Usando as informações:
1. Reescreva a parte do texto sobre Djonga que começa em "E dentre as" e segue até "dos últimos anos.", trocando "canção" por "música".
2. Segundo o texto sobre Djonga, a letra de “Olho de Tigre” chama atenção para situações ligadas a certas formas de opressão no Brasil. Liste essas formas.
3. Escreva a continuação do texto sobre Djonga a partir do ponto em que ele termina.

══ Trecho para leitura ══

E dentre as incontáveis músicas e versos de Gustavo, uma se tornou um verdadeiro hino da juventude negra brasileira: a faixa “Olho de Tigre”. Lançada no projeto Perfil da Pineapple e produzida por Malive e Slim, é a canção mais famosa do MC mineiro. Assim, há exatamente 3 anos, Djonga lançava uma das faixas mais icônicas e conhecidas dos ouvintes de rap nacional dos últimos anos.
Muito mais do que a memorável e importante frase “fogo nos racistas”, que agora ecoa como uma lema necessário à juventude negra brasileira, a letra dessa música chama atenção para inúmeras situações que não estão apenas relacionadas ao racismo, mas também ao fascismo e ao machismo no Brasil contemporâneo.
“Olho de Tigre” é um belo exemplo das características que sobressaem nas composições do Djonga, um artista que é carismático não só pela habilidade de produzir rimas juntando informações e referências de uma maneira única, mas também por entregar muitas dessas linhas com uma fúria que pertence a uma juventude que cresce carente de oportunidades e que precisa ser ouvida. A faixa faz uma crítica aguçada à sociedade brasileira e engloba temas de uma forma particular e profunda, sem perder o humor característico do MC mineiro.
Comentário nas redes sociais: Mas vocês pregam paz e falam fogo nos racistas, vocês acham certo?
Djonga: Sim – Vídeo do Quebrando Tabu
As músicas de Djonga, além de encantarem pela qualidade técnica ou pelo ritmo, também são muito informativas. O mineiro é muito abrangente nos tópicos e temáticas, tendo músicas para agradar diversos gostos. E, para além disso, muitos dos assuntos são tratados com certa profundidade e consistência, tais como ocorreram com o debate racial, fascismo e machismo em “Olho de Tigre”.
Te informando Jornal Nacional
Talvez por isso que me chamam de sensacional
O adjetivo sensacional é muito propício para descrever o que o MC tem feito, devido às sensações que suas canções proporcionam. Algo estampado no refrão:
Sensação, sensacional
Sensação, sensacional
Sensação, sensacional
Firma, firma, firma
Fogo nos racista
Sensacional
E sensação, sensacional
Sensação, sensacional
Firma, firma, firma
Fogo nos racista
A frase “fogo nos racistas” sumariza não só a faixa, mas também a energia com que Djonga entrega suas rimas em suas músicas, contendo toda a dor, revolta e esperança que o significado dessa frase carrega. É um belo slogan para uma discografia que tomou o rap game, que era um sonho distante para o próprio Djonga, mas se materializou de forma belíssima através da sinceridade das histórias construídas pelo mineiro.
Não sei o que é rap game
Deve ser mais um videogame que eu não pude ter
E o maior registro das conquistas e relevância do Djonga está nas capas de seu disco, que não apenas contam histórias por si só, mas também lançam um olhar particular para toda a complexidade de um jovem negro periférico sonhador vivendo em uma sociedade que lhe nega oportunidades e, apesar disso tudo, consegue através da arte ter uma voz capaz que provoca qualquer um a questionar a si próprio e ao seu redor.

═══
══ Trechos dos itens ══

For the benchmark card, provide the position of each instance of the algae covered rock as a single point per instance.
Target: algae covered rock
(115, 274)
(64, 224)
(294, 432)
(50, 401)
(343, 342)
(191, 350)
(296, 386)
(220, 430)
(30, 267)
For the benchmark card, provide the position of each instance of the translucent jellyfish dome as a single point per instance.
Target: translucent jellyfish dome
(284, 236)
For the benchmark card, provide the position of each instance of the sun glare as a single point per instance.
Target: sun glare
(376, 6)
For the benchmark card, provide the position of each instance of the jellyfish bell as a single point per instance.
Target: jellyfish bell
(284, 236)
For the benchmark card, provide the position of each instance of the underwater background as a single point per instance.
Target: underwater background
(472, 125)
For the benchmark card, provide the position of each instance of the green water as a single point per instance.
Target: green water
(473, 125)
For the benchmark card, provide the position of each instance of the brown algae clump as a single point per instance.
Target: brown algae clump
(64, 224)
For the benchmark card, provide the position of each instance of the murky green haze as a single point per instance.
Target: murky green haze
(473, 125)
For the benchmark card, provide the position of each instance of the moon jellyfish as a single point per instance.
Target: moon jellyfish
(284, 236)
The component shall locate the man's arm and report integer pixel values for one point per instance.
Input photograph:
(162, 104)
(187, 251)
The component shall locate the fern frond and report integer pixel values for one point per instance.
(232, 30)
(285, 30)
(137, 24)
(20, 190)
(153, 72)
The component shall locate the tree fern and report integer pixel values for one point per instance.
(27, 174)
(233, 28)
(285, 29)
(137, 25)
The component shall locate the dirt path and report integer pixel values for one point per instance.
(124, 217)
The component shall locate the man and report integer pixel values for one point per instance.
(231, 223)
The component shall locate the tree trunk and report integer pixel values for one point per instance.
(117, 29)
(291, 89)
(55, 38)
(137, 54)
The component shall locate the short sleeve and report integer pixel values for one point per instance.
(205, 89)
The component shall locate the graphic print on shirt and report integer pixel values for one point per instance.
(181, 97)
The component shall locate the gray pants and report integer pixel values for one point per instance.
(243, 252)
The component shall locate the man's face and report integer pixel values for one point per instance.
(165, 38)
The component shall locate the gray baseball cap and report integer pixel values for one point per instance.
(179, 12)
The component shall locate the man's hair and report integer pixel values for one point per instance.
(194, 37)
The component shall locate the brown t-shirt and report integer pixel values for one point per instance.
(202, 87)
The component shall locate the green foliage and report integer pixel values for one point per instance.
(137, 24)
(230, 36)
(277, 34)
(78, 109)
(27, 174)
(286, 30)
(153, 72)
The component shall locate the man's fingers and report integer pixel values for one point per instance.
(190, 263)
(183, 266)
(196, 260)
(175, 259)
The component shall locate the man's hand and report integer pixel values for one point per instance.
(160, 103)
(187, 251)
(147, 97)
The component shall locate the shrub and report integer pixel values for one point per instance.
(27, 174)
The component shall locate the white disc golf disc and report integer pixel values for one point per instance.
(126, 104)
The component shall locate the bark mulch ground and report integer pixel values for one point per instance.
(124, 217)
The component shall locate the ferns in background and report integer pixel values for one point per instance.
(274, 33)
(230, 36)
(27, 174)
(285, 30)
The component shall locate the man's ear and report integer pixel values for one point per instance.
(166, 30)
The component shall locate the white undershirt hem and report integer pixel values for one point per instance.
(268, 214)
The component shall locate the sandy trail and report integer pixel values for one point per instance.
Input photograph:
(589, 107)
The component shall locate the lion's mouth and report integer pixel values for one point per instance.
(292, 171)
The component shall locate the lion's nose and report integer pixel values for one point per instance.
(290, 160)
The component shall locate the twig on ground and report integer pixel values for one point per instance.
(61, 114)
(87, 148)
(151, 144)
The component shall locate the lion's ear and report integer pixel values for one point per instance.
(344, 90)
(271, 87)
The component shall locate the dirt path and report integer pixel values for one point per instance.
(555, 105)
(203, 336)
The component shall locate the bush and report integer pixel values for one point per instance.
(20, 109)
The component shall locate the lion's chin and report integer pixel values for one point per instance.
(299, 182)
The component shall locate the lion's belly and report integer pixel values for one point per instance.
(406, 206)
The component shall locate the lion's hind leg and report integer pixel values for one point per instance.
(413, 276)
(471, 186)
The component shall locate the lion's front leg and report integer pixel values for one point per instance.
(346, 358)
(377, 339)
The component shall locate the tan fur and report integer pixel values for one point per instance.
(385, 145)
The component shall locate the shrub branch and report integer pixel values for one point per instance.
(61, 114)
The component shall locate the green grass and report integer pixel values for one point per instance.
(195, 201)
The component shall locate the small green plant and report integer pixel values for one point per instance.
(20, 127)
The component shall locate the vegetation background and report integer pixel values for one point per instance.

═══

Suas respostas:
1.
E dentre as incontáveis músicas e versos de Gustavo, uma se tornou um verdadeiro hino da juventude negra brasileira: a faixa “Olho de Tigre”. Lançada no projeto Perfil da Pineapple e produzida por Malive e Slim, é a música mais famosa do MC mineiro. Assim, há exatamente 3 anos, Djonga lançava uma das faixas mais icônicas e conhecidas dos ouvintes de rap nacional dos últimos anos.

2. Racismo, fascismo e machismo.

3.
Seu time cometeu falta grave
Nós resolve no tapa
E meu disco é a prova
Que se pode julgar o livro pela capa
Estamos de olho: o debate racial
Quando se fala do racismo, é muito comum, até mesmo entre negros, que este debate fique muito na esfera das injúrias raciais. Porém, como temos visto nos últimos anos, essa discussão é muito mais ampla e cheia de particularidades que muita vezes estão na nossa frente, mas acabamos ignorando. Djonga, em muitas de suas músicas, lança um olhar distinto que permite uma discussão que vai além do aspecto mais superficial do debate racial.
Em particular, “Olho de Tigre” é o exemplo perfeito de como o MC mineiro consegue fazer com que o ouvinte reflita sobre o racismo, não só numa perspectiva de revolta, mas como algo presente nas mais diferentes situações e contextos da cultura brasileira e mundial. Para além dos paralelos que iniciam a faixa, a faixa nos expõe a situações e expressões que revelam a inversão de valores que esconde comportamentos e/ou mentalidades racistas.
Um boy branco, me pediu “high five”
Confundi com um “Heil, Hitler”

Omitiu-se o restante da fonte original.